Sunday, October 09, 2011

A sensitive reader

The Genesis of Desire, a reading of some of the best known stories of Genesis with Avivah Zornberg. Scots-born Zornberg brings a lot to her reading of the Bible, including modern psychological study coupled with a deep knowledge of the Zohar and the Midrash. The Bible via this sensitive reader begins to seem a very strange, numinous place.

On the flood story:

Ms. Zornberg: Ah, what's happening there. I mean, everything is happening. I think whatever you can read in the text is happening. What I'm interested in is the issue of language and silence, a kind of defensive silence, and the basis for this apparently very modern theme actually is in the Zohar, in the source of Kabbalah.

Ms. Tippett: That's interesting too because we never — when that story is told to children, for example, I think it's mostly children who hear the Flood story — we never reflect on the life in the ark. You get the two by two coming on and then coming out at the end.

[snip]

Ms. Zornberg: Yes, yes.

Ms. Tippett: So how does the Zohar …

Ms. Zornberg: The Zohar and Midrashic sources — first of all, how did they all eat? How did the animals eat? It's a big …

Ms. Tippett: Right [laugh].

Items stored from a collection

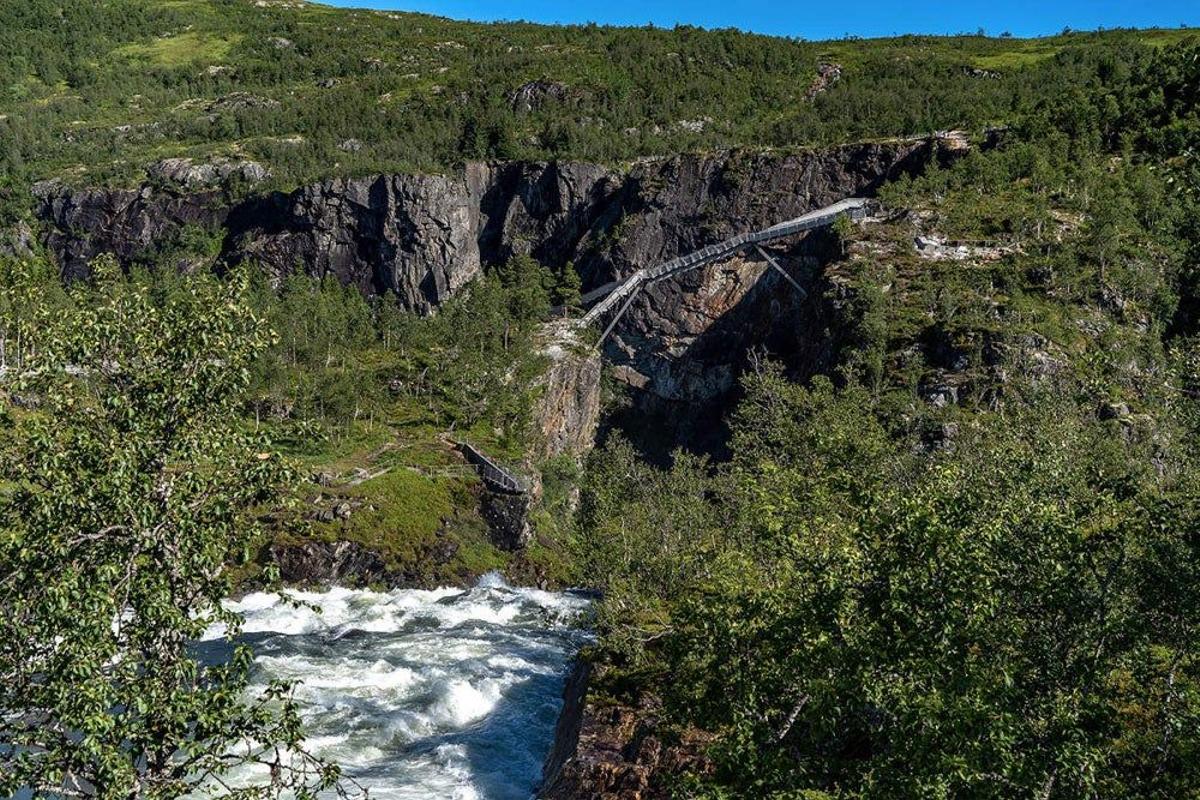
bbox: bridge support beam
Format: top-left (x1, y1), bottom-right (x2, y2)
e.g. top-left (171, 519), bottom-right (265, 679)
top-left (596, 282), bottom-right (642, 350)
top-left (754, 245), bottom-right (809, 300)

▸ **Work request 1**
In the Avivah Zornberg post, what does Zornberg say she is interested in when reading the flood story?
▸ **Work request 2**
Reproduce the Avivah Zornberg post starting with "A sensitive reader" and going on through "strange, numinous place.".

▸ **Final answer 1**
The issue of language and silence, a kind of defensive silence.

▸ **Final answer 2**
A sensitive reader

The Genesis of Desire, a reading of some of the best known stories of Genesis with Avivah Zornberg. Scots-born Zornberg brings a lot to her reading of the Bible, including modern psychological study coupled with a deep knowledge of the Zohar and the Midrash. The Bible via this sensitive reader begins to seem a very strange, numinous place.